• INPUT MATERIAL
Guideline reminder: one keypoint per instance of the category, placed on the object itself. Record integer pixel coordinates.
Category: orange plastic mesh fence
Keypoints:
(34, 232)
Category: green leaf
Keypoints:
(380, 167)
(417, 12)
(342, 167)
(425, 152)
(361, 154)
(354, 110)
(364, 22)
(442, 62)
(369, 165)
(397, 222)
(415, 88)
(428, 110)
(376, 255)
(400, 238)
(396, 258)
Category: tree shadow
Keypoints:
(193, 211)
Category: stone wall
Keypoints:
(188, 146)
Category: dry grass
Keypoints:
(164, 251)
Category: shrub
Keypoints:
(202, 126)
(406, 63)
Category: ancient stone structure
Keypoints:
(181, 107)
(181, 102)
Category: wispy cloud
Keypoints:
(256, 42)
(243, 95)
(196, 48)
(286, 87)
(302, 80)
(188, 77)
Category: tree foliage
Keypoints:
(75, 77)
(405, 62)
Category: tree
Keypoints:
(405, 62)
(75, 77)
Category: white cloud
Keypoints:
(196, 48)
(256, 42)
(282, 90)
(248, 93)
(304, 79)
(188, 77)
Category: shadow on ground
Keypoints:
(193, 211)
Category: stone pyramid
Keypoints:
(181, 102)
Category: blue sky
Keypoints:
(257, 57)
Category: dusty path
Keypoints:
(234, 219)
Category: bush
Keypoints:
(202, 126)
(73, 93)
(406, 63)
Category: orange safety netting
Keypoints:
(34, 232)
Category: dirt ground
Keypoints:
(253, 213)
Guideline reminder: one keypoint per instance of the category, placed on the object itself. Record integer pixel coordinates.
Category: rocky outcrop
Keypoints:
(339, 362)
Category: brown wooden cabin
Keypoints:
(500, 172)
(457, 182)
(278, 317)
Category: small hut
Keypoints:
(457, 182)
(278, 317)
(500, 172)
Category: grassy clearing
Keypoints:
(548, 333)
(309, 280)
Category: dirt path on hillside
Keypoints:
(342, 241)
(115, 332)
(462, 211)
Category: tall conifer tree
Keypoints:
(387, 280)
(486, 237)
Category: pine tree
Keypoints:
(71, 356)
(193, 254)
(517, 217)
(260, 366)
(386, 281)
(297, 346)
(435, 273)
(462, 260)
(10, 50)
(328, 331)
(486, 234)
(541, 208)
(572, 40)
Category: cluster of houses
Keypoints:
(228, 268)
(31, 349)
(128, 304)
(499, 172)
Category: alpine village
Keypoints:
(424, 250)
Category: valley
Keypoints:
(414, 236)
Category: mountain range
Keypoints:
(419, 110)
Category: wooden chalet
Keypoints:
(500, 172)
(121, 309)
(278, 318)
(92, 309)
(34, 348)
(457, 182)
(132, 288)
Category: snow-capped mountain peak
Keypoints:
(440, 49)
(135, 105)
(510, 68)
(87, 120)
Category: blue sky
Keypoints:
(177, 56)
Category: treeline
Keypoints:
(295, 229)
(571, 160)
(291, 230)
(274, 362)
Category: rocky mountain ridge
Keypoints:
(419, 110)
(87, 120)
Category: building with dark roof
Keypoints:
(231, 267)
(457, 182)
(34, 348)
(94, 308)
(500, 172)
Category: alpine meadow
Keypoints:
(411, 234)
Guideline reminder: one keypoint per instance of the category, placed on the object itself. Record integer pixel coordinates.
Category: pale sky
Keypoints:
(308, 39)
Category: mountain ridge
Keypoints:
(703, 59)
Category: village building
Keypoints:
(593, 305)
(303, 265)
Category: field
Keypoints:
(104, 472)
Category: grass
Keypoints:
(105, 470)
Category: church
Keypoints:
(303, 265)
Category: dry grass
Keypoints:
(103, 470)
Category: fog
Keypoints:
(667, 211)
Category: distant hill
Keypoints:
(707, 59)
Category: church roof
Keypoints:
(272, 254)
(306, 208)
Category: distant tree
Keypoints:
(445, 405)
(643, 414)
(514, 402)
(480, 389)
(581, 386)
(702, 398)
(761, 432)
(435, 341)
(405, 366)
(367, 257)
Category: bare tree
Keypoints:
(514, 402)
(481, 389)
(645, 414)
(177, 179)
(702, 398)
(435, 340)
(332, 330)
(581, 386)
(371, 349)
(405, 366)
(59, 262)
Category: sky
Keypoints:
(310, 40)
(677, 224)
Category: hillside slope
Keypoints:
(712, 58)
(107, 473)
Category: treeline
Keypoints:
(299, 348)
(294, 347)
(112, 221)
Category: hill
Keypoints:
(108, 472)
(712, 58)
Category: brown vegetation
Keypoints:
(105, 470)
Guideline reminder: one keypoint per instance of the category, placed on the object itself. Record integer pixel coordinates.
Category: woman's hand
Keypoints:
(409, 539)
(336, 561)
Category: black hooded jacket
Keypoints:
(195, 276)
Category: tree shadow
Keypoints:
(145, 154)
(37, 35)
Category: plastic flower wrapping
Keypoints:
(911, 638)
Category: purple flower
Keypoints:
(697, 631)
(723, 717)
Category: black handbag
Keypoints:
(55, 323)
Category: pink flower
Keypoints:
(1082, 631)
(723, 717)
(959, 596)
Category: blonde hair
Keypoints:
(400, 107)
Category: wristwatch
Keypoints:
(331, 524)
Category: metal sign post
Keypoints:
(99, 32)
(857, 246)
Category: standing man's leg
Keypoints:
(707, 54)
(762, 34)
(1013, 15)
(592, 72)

• TASK TO CARRY OUT
All lines from the beginning of the listing through the one with "Category: wooden chalet" are to be restated word for word, and only those.

• TASK OUTPUT
Guideline reminder: one keypoint per instance of the category, placed on the object itself. Record integer pixel coordinates.
Category: orange plastic mesh fence
Keypoints:
(34, 232)
Category: green leaf
Keypoints:
(380, 167)
(417, 12)
(342, 167)
(425, 152)
(361, 154)
(354, 110)
(364, 22)
(442, 62)
(369, 165)
(397, 222)
(415, 88)
(428, 110)
(376, 255)
(400, 238)
(396, 258)
Category: tree shadow
Keypoints:
(193, 211)
Category: stone wall
Keypoints:
(188, 146)
Category: dry grass
Keypoints:
(164, 251)
Category: shrub
Keypoints:
(202, 126)
(406, 63)
Category: ancient stone structure
Keypoints:
(181, 107)
(181, 102)
Category: wispy cloud
Keypoints:
(256, 42)
(243, 95)
(196, 48)
(286, 87)
(302, 80)
(188, 77)
Category: tree foliage
Keypoints:
(75, 77)
(405, 62)
Category: tree
Keypoints:
(405, 62)
(75, 77)
Category: white cloud
Keypoints:
(196, 48)
(256, 42)
(282, 90)
(248, 93)
(304, 79)
(188, 77)
Category: shadow on ground
Keypoints:
(193, 211)
Category: stone pyramid
Keypoints:
(181, 102)
Category: blue sky
Keypoints:
(257, 57)
Category: dusty path
Keypoints:
(234, 219)
Category: bush
Keypoints:
(202, 126)
(73, 93)
(406, 63)
Category: orange safety netting
Keypoints:
(34, 232)
Category: dirt ground
Keypoints:
(253, 213)
Guideline reminder: one keypoint per instance of the category, placed on the object itself. Record integer pixel coordinates.
Category: rocky outcrop
Keypoints:
(339, 362)
Category: brown wooden cabin
Keypoints:
(500, 172)
(457, 182)
(278, 317)
Category: small hut
Keypoints:
(457, 182)
(278, 317)
(500, 172)
Category: grassy clearing
Keypoints:
(548, 333)
(309, 280)
Category: dirt path on hillside
Keypoints:
(342, 241)
(115, 332)
(462, 211)
Category: tall conifer tree
Keypoints:
(387, 280)
(486, 237)
Category: pine tree
Keypoints:
(71, 356)
(193, 254)
(517, 217)
(260, 366)
(386, 281)
(297, 346)
(435, 273)
(462, 260)
(10, 50)
(328, 331)
(486, 234)
(541, 208)
(572, 40)
Category: cluster of houses
Keypoints:
(228, 268)
(31, 349)
(128, 304)
(499, 172)
Category: alpine village
Keypoints:
(424, 250)
Category: valley
Keypoints:
(414, 236)
Category: mountain range
Keypoints:
(419, 110)
Category: wooden chalet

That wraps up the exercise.